Exercise instructions
Render the data starting with the line containing "the horizontal stabilizer" and going through the end of the data as a two-column CSV with the headers instruction and response, one row for each instruction and its answer. Put each field in double quotes and turn line breaks into spaces.

%%

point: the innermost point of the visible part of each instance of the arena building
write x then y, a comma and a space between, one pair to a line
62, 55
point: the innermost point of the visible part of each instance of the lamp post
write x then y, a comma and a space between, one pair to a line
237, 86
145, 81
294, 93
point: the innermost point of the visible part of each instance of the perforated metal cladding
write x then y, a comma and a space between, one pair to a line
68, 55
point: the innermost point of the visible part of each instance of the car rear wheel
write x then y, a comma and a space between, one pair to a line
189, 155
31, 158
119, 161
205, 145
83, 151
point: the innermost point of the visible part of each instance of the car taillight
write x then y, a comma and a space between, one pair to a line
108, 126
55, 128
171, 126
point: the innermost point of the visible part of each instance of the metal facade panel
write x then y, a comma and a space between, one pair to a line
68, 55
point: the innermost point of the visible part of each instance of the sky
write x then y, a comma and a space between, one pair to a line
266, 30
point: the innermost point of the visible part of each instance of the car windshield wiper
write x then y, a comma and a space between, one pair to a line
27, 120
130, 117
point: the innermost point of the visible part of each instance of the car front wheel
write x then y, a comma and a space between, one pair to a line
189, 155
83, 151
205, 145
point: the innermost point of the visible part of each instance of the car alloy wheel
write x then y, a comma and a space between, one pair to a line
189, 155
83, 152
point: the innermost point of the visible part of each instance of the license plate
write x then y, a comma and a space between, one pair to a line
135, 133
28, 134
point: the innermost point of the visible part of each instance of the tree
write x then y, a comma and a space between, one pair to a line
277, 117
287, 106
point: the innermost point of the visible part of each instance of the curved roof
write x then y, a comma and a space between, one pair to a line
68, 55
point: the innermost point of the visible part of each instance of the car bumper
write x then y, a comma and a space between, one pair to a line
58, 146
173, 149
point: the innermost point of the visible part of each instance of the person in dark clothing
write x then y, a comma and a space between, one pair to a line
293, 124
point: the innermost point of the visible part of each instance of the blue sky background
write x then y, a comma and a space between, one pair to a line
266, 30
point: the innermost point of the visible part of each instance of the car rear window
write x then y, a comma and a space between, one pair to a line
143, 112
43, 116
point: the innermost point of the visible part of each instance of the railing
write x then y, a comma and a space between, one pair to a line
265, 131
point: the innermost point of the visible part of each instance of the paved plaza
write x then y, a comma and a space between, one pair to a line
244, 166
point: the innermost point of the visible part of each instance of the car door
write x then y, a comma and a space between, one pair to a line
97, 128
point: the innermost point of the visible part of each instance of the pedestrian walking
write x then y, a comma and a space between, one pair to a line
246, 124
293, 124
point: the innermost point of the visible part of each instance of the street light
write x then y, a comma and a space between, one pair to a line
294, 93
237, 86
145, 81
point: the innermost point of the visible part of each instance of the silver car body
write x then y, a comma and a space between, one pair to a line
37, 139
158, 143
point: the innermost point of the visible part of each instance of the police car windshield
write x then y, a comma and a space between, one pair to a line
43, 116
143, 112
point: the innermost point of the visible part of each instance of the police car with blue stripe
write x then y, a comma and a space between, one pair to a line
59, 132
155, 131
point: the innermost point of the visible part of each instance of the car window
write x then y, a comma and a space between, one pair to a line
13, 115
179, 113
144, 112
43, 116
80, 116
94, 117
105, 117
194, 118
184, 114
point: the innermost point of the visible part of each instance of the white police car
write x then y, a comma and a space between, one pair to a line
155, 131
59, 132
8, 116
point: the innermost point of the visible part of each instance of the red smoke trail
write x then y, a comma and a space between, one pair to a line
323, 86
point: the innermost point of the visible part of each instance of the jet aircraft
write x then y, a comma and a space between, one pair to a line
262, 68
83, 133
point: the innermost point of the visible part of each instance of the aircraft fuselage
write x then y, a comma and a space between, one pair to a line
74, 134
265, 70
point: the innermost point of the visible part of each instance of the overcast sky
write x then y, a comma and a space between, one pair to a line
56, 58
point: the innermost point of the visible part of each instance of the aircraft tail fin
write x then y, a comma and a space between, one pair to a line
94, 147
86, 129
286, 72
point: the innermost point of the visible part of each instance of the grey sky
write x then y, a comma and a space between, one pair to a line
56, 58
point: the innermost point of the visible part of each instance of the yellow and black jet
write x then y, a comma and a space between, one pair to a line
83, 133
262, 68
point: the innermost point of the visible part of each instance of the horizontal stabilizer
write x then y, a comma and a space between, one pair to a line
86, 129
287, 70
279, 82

%%

Exercise answer
instruction,response
"point: the innermost point of the visible part of each instance of the horizontal stabilizer write x then y, a comma and a space between, one pair to a line","86, 129 287, 70 279, 82"